(Stated exercise) Print every entry exactly as written.

Entries from a point annotation set
+ + +
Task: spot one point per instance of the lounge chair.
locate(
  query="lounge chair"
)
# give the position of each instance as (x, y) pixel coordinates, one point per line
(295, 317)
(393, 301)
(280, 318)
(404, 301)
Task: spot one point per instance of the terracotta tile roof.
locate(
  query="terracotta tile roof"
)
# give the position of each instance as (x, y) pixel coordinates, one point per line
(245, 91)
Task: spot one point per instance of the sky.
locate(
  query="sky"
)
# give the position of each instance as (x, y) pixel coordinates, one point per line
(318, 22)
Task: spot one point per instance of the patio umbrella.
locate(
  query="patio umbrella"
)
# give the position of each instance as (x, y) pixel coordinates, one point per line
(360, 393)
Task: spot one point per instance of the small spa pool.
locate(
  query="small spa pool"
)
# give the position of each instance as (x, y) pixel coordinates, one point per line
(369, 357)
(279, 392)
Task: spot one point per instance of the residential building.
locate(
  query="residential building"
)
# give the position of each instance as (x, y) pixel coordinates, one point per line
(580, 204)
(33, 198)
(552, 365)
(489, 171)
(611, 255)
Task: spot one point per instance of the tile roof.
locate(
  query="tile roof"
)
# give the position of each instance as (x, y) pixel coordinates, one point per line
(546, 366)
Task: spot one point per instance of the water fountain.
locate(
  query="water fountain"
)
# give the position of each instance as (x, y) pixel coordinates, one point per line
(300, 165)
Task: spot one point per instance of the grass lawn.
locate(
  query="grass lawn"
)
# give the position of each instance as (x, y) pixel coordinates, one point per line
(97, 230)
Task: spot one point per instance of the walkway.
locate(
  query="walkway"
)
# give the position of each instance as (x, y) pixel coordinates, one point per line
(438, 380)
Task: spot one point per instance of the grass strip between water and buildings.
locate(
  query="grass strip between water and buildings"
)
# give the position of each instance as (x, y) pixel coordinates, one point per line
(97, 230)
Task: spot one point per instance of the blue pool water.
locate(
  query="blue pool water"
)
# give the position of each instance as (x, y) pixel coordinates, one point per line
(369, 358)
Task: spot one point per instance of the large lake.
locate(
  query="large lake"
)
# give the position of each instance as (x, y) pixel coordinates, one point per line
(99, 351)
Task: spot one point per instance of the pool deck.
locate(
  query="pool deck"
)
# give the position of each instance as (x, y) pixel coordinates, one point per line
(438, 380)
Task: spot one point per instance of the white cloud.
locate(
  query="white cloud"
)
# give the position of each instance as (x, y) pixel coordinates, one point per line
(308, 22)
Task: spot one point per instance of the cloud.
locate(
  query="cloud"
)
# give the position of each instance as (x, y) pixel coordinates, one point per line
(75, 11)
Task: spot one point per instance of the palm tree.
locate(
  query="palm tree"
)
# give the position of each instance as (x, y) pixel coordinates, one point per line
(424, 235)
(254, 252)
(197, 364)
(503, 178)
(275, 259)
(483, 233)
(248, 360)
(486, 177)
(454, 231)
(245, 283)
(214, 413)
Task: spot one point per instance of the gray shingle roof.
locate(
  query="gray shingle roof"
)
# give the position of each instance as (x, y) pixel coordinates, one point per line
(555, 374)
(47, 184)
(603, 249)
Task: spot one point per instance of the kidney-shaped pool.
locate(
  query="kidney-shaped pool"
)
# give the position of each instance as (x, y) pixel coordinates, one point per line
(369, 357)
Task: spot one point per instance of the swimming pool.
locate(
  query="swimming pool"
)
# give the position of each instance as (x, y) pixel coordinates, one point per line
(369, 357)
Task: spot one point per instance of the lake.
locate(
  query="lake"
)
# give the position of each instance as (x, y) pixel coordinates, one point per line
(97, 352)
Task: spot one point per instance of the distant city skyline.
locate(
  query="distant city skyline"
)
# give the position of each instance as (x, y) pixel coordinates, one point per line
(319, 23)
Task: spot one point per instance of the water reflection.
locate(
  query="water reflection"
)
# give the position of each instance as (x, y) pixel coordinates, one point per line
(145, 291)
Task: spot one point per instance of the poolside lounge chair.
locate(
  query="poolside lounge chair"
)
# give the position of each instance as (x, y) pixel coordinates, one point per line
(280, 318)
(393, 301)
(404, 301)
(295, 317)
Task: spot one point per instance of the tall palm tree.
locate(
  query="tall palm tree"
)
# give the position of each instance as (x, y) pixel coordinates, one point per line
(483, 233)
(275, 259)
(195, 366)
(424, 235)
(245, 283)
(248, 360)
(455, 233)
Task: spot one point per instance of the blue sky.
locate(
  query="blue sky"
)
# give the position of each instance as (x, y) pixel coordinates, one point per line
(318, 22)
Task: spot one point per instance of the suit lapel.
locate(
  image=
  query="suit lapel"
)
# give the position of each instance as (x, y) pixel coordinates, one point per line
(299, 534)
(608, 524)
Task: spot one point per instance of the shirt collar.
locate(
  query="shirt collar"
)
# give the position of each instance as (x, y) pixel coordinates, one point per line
+ + +
(Output below)
Task: spot one point per instance of the lounge chair.
locate(
  query="lounge chair"
)
# give the position of each instance as (x, y) pixel coordinates, one point per line
(295, 317)
(393, 301)
(280, 318)
(404, 301)
Task: spot one point per instance of the terracotta tile roof.
locate(
  query="terracotta tile roof"
)
# give the position of each instance as (x, y) pixel coordinates, one point per line
(245, 91)
Task: spot one point per instance of the sky.
locate(
  query="sky"
)
# give the position of each instance as (x, y) pixel coordinates, one point per line
(318, 22)
Task: spot one point per instance of the patio umbrella.
locate(
  query="patio umbrella"
)
# give the position of each instance as (x, y) pixel coordinates, one point per line
(360, 393)
Task: spot one point per instance of the small spa pool.
locate(
  query="small spa pool"
)
# give the position of each instance as (x, y) pixel coordinates, one point per line
(369, 357)
(279, 392)
Task: spot one point per instance of the residential building.
locate(
  query="residential building"
)
# give the position of each instance as (x, y) pixel coordinates, one point per line
(580, 204)
(33, 198)
(552, 365)
(489, 171)
(611, 255)
Task: spot one point per instance of the tile roof.
locate(
  query="tile roof"
)
# give the position of each instance as (x, y) pixel coordinates, one point per line
(546, 366)
Task: spot one point per instance of the water fountain.
locate(
  query="water fountain"
)
# give the position of each instance as (x, y) pixel coordinates, one point per line
(300, 165)
Task: spot one point per instance of the grass lawn.
locate(
  query="grass lawn"
)
# give the position of each instance as (x, y) pixel coordinates, one point per line
(97, 230)
Task: spot one point per instance of the walkway.
locate(
  query="walkway"
)
# give the position of each instance as (x, y) pixel coordinates, one point per line
(438, 380)
Task: spot one point per instance of the grass strip between water and buildings.
locate(
  query="grass strip between water and buildings"
)
# give the position of each instance as (x, y) pixel coordinates, one point per line
(97, 230)
Task: spot one point per instance of the blue pool water.
locate(
  query="blue pool water"
)
# give the position of each instance as (x, y) pixel coordinates, one point per line
(369, 358)
Task: spot one point per instance of the large lake.
locate(
  query="large lake"
)
# give the position of each instance as (x, y) pixel coordinates, one point per line
(99, 351)
Task: spot one point per instance of the pool deck.
locate(
  query="pool deck"
)
# give the position of each instance as (x, y) pixel coordinates, one point per line
(438, 380)
Task: spot one point per instance of the white cloud.
locate(
  query="white cloud"
)
# give the position of each instance as (x, y) pixel coordinates, one point per line
(308, 22)
Task: spot one point per instance of the cloud.
locate(
  query="cloud"
)
# give the position of each instance as (x, y) pixel coordinates, one point per line
(75, 11)
Task: spot one point per instance of the palm tree.
locate(
  query="palm tree"
)
# give the position of each instance as (x, y) pixel coordinates, one point per line
(424, 235)
(254, 252)
(197, 364)
(503, 178)
(275, 259)
(483, 233)
(248, 360)
(486, 177)
(454, 231)
(245, 283)
(214, 413)
Task: spot one point per instance of the gray shingle roof.
locate(
  query="gray shingle roof"
)
# give the position of each instance as (x, y) pixel coordinates, one point per line
(555, 374)
(47, 184)
(603, 249)
Task: spot one point per instance of the kidney-shaped pool.
locate(
  query="kidney-shaped pool"
)
# give the position of each instance as (x, y) pixel coordinates, one point per line
(369, 357)
Task: spot one point per instance of the swimming pool.
locate(
  query="swimming pool"
)
# give the position of each instance as (x, y) pixel coordinates, one point per line
(369, 357)
Task: spot one point per instance of the lake.
locate(
  query="lake"
)
# give the position of each instance as (x, y) pixel coordinates, one point per line
(97, 352)
Task: spot one point per instance of the distant city skyline.
locate(
  query="distant city skyline"
)
# give the position of each instance as (x, y) pixel coordinates, one point per line
(319, 23)
Task: spot one point per instance of the water reflection.
locate(
  query="water reflection"
)
# give the position of each instance as (x, y) pixel coordinates, one point per line
(145, 291)
Task: spot one point per instance of the poolside lounge chair.
locate(
  query="poolside lounge chair"
)
# give the position of each instance as (x, y) pixel coordinates, one point per line
(280, 318)
(393, 301)
(404, 301)
(295, 317)
Task: spot one point per instance of the tall palm tree.
locate(
  query="tall palm tree"
)
# give the position of each instance as (x, y) pixel coordinates, one point per line
(483, 233)
(275, 259)
(195, 366)
(424, 235)
(245, 283)
(248, 360)
(455, 233)
Task: spot one point per instance of the blue sky.
locate(
  query="blue sky"
)
# give the position of each instance as (x, y) pixel coordinates, one point per line
(318, 22)
Task: spot one point per instance of the suit lapel.
locate(
  image=
  query="suit lapel"
)
# give the position of each instance as (x, y) pixel coordinates, one point per line
(299, 534)
(608, 524)
Task: spot one point per instance of the shirt collar.
locate(
  query="shirt collar"
)
# give the position of each instance as (x, y) pixel coordinates, one point per line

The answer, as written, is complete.